═══ SUPPLIED RECORDS

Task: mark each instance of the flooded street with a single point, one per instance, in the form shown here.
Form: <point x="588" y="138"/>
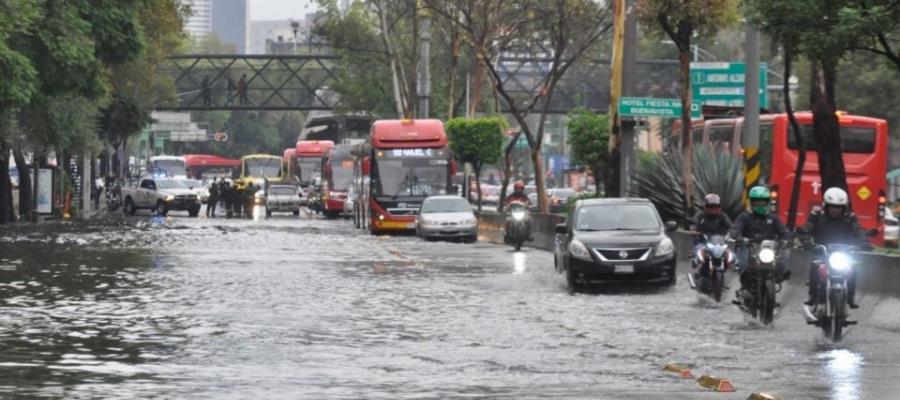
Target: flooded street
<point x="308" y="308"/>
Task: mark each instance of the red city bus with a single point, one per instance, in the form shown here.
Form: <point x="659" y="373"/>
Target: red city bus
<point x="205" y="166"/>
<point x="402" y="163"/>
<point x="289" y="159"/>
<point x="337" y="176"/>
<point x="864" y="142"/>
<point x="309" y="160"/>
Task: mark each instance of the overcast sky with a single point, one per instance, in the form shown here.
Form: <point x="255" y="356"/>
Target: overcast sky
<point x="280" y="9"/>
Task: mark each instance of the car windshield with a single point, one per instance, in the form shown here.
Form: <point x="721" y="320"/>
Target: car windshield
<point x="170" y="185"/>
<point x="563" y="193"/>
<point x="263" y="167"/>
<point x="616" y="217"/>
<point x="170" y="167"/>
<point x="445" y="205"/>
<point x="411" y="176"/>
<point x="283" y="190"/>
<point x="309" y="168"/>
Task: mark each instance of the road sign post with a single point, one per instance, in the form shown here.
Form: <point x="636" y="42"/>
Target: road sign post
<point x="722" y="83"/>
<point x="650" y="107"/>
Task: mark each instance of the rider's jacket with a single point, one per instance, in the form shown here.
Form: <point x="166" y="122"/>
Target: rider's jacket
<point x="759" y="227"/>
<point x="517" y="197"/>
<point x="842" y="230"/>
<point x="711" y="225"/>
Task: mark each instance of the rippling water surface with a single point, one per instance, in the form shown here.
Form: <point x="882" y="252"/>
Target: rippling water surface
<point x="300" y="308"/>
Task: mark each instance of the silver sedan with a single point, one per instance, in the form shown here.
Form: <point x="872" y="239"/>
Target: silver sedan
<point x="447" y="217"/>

══════

#### WHAT IS ASKED
Pictures stay out; reproduce every line of the records exactly.

#### EXPECTED OUTPUT
Task: mark each instance of the flooded street with a single point, one per instance, in the form shown here.
Form: <point x="588" y="138"/>
Target: flooded street
<point x="308" y="308"/>
Task: mark each instance of the red city bus with a single point, one per instance, in the form shown here.
Form: <point x="659" y="373"/>
Target: red city bus
<point x="205" y="166"/>
<point x="402" y="163"/>
<point x="289" y="159"/>
<point x="337" y="176"/>
<point x="864" y="142"/>
<point x="309" y="160"/>
Task: mark each instance of the overcast sky with a single point, one per instance, in the form shown here.
Form: <point x="255" y="356"/>
Target: overcast sky
<point x="280" y="9"/>
Task: mark each instance of the car windshield with a single point, one per instance, in the form shown here.
Form: <point x="721" y="320"/>
Target: car windshield
<point x="170" y="185"/>
<point x="563" y="193"/>
<point x="263" y="167"/>
<point x="616" y="217"/>
<point x="170" y="167"/>
<point x="445" y="205"/>
<point x="411" y="176"/>
<point x="283" y="190"/>
<point x="309" y="168"/>
Task: mark each instance of the road sign post with a single point, one per instance, in the form shown here.
Form: <point x="636" y="42"/>
Target: road sign post
<point x="722" y="83"/>
<point x="650" y="107"/>
Task: mark each instance of the rider's jacket with a single point, one per instance, in the form shown here.
Form: <point x="166" y="122"/>
Target: rider's jacket
<point x="759" y="227"/>
<point x="517" y="197"/>
<point x="842" y="230"/>
<point x="711" y="225"/>
Task: mark each instance of the rippling water surface with a single point, one per instance, in the form shown here.
Form: <point x="882" y="252"/>
Target: rippling water surface
<point x="300" y="308"/>
Task: mark each instance of the silver sedan with a single point, one per instance, in the form shown here.
Form: <point x="872" y="239"/>
Target: silver sedan
<point x="447" y="217"/>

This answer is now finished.